◆ WRITTEN PROBLEM
Format everything from the record containing "Reviewer check: make sure each instance of the patch" down through the end of the records, and nothing else, as a two-column CSV with the header columns text and answer. Give one row per record, with each field in double quotes and its line breaks replaced by spaces.

◆ DATASET EXCERPTS
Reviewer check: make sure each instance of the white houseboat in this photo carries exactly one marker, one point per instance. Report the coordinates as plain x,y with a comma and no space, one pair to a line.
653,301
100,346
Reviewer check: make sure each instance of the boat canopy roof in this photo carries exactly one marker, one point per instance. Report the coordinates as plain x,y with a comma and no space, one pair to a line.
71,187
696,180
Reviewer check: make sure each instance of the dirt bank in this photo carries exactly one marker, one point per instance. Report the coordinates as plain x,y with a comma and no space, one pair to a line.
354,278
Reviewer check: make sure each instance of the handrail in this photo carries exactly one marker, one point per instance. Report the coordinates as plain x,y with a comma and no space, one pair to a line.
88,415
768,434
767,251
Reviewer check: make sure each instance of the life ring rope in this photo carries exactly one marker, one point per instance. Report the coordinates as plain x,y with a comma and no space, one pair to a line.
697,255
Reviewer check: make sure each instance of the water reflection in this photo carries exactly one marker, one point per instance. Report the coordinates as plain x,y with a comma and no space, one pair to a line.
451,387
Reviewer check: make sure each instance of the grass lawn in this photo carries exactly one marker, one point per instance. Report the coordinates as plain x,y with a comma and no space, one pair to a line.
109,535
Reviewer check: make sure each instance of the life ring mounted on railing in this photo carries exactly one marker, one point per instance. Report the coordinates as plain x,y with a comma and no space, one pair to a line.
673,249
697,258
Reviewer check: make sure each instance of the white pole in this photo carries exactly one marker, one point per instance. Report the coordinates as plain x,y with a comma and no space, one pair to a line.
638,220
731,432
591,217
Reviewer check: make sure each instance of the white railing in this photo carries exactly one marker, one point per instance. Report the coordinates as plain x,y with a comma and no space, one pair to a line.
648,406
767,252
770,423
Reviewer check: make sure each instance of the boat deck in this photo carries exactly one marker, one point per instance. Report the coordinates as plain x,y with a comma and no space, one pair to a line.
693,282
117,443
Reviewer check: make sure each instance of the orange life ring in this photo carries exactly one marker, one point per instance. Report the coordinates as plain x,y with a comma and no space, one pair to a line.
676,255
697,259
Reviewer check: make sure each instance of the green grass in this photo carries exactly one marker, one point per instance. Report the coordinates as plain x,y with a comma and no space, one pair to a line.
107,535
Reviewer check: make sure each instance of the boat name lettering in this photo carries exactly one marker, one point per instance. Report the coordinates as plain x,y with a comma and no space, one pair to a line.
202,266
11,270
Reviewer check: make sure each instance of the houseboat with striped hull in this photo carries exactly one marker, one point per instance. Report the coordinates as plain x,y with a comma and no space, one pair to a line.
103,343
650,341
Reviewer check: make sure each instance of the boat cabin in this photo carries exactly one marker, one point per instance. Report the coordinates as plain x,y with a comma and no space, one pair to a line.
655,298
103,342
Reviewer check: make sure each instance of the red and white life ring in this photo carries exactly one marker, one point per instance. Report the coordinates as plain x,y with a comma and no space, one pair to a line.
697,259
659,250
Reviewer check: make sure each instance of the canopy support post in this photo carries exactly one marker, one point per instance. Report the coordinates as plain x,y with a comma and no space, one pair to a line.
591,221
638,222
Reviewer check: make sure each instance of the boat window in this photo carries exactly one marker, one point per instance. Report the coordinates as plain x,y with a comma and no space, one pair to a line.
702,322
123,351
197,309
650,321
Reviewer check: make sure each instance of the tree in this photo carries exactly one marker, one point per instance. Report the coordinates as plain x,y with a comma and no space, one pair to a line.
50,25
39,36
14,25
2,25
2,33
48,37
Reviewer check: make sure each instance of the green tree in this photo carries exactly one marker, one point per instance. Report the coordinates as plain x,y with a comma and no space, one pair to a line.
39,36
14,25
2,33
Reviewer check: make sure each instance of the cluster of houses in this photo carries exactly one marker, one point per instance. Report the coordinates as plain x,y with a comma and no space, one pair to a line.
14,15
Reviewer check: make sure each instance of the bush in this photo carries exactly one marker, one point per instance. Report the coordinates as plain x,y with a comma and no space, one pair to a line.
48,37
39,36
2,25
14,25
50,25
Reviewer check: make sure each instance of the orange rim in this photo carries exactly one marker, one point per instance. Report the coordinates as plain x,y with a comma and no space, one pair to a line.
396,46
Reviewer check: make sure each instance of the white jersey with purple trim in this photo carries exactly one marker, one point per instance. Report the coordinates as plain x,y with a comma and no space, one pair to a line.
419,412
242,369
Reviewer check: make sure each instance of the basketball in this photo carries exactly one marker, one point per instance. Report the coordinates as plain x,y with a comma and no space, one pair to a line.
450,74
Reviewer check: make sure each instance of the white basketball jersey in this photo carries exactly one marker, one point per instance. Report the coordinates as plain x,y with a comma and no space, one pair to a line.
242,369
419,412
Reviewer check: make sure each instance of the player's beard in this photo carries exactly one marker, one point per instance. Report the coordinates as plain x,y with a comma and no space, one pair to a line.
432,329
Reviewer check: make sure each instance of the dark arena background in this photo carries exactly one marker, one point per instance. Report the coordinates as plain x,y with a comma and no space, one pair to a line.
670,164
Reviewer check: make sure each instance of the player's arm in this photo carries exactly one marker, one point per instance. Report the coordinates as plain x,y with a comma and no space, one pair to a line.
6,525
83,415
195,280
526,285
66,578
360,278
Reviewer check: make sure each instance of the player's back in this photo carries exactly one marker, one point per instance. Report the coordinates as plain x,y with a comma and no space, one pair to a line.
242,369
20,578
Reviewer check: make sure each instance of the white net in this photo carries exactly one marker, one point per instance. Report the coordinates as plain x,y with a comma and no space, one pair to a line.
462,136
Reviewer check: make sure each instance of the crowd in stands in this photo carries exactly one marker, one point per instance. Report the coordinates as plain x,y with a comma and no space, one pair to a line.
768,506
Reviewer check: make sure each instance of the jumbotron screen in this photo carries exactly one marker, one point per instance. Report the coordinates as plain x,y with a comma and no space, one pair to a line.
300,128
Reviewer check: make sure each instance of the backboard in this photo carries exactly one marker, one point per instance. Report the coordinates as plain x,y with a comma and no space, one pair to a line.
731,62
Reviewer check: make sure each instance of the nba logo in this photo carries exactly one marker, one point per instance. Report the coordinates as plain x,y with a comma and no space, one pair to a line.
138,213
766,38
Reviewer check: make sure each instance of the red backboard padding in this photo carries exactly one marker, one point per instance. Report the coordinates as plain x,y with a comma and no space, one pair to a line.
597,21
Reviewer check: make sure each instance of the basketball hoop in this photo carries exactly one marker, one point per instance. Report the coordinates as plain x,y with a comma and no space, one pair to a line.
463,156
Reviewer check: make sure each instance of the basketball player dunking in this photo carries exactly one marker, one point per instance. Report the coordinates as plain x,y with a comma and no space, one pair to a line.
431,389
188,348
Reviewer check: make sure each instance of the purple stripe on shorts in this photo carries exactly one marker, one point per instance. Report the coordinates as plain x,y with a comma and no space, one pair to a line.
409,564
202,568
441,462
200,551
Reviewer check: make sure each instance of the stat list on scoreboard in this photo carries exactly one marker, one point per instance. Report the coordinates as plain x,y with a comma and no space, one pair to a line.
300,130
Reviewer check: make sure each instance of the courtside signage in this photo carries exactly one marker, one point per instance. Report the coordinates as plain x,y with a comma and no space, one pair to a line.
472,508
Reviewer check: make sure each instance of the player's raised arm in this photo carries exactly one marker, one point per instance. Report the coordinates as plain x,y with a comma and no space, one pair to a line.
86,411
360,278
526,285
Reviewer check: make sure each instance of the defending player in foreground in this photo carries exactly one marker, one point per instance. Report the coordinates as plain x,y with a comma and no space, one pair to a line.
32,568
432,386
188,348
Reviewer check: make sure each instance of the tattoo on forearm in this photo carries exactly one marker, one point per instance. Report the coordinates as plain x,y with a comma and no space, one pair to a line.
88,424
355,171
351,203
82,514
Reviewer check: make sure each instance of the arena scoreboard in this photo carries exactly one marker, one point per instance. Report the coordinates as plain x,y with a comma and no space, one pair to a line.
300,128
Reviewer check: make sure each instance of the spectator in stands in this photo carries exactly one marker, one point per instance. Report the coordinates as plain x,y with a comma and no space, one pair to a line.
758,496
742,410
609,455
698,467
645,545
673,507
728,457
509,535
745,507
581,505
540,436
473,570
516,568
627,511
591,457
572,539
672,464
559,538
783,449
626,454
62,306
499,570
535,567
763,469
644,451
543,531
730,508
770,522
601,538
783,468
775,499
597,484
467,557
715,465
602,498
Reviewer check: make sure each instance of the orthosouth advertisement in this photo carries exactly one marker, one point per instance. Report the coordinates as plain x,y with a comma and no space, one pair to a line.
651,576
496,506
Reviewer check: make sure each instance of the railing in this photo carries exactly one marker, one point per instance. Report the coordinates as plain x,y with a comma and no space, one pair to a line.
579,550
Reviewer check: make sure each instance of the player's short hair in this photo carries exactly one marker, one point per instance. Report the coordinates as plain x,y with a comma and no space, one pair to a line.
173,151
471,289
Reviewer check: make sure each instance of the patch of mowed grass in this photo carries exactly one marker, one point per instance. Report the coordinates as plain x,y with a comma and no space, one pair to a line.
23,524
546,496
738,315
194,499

◆ SOLUTION
text,answer
"Reviewer check: make sure each instance of the patch of mowed grass in this photo carries exactly one marker, one point per instance. Report the coordinates as plain x,y with a comma and no space, one pair to a line.","23,524 546,496 738,315 194,499"